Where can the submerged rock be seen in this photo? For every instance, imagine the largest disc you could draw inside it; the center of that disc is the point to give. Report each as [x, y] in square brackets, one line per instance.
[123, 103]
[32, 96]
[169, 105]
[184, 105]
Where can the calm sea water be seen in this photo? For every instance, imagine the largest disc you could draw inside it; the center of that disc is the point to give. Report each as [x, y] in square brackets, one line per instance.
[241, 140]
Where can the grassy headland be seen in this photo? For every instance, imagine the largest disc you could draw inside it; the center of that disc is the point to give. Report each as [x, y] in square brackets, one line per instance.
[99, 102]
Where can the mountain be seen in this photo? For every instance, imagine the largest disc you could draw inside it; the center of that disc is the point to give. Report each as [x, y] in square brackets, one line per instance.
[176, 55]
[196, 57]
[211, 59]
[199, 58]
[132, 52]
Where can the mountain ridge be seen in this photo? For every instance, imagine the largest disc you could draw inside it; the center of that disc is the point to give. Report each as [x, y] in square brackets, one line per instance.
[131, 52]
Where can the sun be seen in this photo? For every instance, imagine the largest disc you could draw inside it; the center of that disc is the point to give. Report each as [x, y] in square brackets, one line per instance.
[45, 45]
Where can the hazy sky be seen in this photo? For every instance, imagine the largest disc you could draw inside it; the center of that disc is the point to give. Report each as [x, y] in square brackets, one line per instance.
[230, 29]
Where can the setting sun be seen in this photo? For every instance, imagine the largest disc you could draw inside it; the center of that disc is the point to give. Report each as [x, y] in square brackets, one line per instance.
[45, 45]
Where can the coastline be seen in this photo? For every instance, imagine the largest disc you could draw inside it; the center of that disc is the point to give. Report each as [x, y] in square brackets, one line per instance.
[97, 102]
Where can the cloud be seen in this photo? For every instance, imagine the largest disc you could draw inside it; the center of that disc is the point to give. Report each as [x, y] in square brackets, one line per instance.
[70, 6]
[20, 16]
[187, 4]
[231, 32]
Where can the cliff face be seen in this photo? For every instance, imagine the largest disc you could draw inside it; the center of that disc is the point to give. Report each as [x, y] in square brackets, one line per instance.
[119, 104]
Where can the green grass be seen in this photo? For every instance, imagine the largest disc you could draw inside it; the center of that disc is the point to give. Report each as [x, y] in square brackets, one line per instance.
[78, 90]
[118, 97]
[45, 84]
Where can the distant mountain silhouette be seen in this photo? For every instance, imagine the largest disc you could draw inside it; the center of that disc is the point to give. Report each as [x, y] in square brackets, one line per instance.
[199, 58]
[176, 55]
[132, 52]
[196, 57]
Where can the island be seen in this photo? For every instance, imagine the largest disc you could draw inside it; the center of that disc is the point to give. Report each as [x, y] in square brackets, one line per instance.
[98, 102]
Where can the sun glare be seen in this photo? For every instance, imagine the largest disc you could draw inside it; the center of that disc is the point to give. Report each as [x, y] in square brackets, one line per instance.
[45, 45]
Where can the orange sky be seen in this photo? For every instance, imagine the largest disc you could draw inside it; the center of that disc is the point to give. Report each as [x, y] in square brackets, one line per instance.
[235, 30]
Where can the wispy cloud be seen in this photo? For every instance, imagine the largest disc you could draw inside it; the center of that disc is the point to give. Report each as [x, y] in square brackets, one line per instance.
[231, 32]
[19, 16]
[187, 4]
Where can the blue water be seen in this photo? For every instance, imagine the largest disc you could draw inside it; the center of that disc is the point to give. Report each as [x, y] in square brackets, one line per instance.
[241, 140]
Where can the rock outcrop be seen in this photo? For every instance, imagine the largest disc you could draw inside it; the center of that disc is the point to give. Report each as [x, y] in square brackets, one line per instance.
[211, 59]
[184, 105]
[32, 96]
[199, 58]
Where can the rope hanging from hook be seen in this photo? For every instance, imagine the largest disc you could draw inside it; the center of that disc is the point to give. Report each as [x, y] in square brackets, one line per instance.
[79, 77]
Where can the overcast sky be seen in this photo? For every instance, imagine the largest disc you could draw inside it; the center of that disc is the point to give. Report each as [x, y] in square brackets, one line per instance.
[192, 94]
* * *
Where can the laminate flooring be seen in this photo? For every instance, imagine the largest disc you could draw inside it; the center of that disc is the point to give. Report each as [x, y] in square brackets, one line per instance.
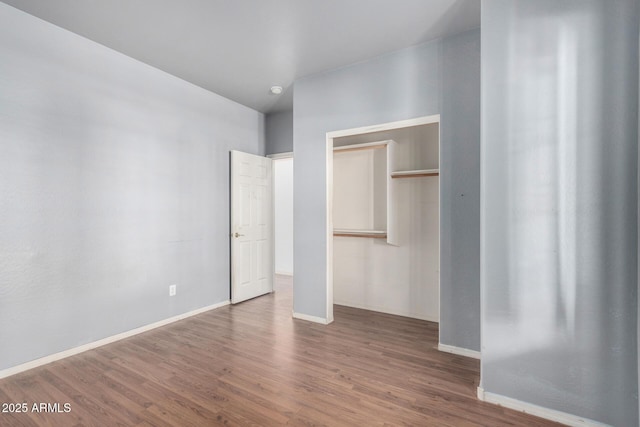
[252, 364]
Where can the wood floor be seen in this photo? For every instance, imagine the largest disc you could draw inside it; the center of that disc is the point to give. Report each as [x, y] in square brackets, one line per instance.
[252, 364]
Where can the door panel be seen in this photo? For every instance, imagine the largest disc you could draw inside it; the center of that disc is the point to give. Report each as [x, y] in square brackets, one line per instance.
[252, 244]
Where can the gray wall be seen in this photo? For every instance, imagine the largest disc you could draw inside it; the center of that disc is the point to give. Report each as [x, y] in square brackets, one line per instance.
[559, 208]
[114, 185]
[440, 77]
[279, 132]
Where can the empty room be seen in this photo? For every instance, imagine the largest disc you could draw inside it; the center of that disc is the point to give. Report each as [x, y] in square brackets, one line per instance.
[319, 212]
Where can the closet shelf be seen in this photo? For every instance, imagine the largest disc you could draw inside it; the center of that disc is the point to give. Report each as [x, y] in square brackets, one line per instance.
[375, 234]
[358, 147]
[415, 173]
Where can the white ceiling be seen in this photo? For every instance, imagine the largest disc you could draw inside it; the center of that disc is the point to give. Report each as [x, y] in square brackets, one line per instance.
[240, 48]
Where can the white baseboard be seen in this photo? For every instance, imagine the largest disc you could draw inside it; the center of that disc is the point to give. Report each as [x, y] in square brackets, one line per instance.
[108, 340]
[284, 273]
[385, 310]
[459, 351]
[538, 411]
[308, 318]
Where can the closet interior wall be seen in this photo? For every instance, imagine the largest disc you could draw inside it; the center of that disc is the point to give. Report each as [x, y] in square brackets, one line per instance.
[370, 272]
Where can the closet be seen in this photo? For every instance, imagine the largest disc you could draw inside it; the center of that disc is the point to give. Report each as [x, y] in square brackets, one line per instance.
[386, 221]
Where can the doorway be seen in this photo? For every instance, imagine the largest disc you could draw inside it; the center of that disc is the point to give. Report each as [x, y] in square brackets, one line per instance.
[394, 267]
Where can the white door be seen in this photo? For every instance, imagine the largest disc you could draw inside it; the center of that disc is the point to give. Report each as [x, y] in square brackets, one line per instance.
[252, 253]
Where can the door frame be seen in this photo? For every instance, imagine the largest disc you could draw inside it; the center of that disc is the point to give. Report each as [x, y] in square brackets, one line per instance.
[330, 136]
...
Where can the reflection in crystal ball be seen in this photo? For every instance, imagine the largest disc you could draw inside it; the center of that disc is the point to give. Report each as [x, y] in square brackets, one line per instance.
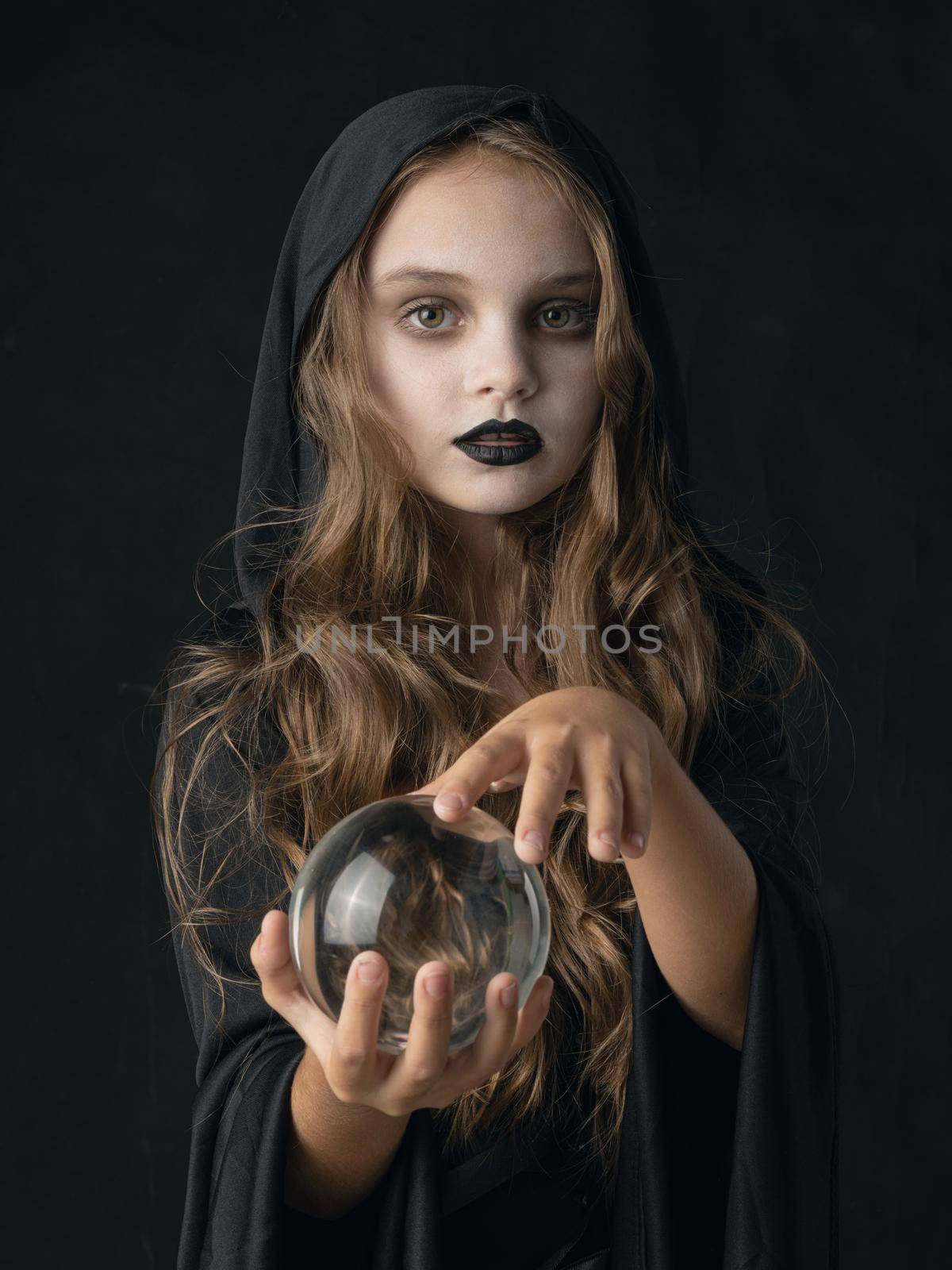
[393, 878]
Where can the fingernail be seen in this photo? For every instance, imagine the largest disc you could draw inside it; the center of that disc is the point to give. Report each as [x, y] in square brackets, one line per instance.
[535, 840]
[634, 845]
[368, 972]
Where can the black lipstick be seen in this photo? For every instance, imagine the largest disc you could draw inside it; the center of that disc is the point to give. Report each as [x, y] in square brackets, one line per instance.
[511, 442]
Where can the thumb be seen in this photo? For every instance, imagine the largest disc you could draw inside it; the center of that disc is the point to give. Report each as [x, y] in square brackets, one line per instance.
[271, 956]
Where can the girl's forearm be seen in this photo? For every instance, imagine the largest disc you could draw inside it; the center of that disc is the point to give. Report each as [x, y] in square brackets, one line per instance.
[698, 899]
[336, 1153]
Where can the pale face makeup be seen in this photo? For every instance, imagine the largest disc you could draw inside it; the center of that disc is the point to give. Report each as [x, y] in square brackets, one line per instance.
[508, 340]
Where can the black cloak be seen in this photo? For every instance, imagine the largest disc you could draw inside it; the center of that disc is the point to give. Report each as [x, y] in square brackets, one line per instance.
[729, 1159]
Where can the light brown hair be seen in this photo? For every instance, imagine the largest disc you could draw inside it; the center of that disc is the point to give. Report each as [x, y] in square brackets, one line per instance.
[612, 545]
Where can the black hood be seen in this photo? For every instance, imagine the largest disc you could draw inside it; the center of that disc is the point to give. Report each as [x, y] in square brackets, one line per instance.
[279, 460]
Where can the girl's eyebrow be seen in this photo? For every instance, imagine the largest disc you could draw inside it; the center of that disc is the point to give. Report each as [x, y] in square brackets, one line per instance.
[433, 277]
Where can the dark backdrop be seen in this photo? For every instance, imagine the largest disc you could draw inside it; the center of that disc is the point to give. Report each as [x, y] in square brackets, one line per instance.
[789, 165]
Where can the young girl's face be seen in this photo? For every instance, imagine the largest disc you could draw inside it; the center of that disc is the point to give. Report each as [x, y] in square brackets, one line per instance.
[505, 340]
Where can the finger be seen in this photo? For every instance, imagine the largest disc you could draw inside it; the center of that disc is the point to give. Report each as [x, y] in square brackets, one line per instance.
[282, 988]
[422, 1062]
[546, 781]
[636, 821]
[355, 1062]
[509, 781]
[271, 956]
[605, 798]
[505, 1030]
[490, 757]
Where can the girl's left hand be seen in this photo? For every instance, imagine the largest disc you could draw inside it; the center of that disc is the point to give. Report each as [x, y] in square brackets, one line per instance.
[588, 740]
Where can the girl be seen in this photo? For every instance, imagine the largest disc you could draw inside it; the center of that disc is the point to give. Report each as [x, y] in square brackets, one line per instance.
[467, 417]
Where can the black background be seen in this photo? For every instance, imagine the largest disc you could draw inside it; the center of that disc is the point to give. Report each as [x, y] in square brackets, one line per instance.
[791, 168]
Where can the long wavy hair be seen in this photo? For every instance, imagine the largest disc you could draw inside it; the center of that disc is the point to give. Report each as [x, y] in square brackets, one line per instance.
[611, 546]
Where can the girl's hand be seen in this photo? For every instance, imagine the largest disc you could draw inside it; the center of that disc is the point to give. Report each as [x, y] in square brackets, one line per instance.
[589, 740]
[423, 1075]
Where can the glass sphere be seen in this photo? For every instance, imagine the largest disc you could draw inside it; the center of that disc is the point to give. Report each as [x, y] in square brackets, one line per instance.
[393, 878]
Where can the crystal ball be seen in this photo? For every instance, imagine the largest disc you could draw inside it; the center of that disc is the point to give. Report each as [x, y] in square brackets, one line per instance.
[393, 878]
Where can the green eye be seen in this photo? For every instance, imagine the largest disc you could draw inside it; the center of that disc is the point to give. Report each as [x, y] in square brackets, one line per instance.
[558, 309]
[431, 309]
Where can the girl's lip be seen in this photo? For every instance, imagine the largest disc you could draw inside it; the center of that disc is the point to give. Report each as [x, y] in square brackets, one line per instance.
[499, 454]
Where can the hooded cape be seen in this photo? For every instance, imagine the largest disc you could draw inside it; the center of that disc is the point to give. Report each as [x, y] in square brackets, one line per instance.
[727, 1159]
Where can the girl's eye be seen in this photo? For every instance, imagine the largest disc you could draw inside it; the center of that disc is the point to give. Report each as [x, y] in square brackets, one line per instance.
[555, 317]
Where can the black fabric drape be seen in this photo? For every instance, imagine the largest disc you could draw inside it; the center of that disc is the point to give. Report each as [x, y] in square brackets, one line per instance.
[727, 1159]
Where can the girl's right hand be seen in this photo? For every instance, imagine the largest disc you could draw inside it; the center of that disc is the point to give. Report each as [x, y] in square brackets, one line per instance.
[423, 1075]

PROBLEM DESCRIPTION :: Show every line of the items above that contains the string "ball", copied in full. Matching is case-sensitive.

RESULT FOR THIS EXERCISE ::
Where can the reflection in crystal ball be seen in this photo? For every instance, imagine the largest disc you could draw inside it; the center of that disc is the point to give. Report each as [x, y] in square brackets, one line per instance.
Where can the crystal ball be seen in this photo? For every instance, imagine the largest disc you could draw inside it; the center of that disc is the point to give. Report each as [x, y] in square brackets, one line per instance.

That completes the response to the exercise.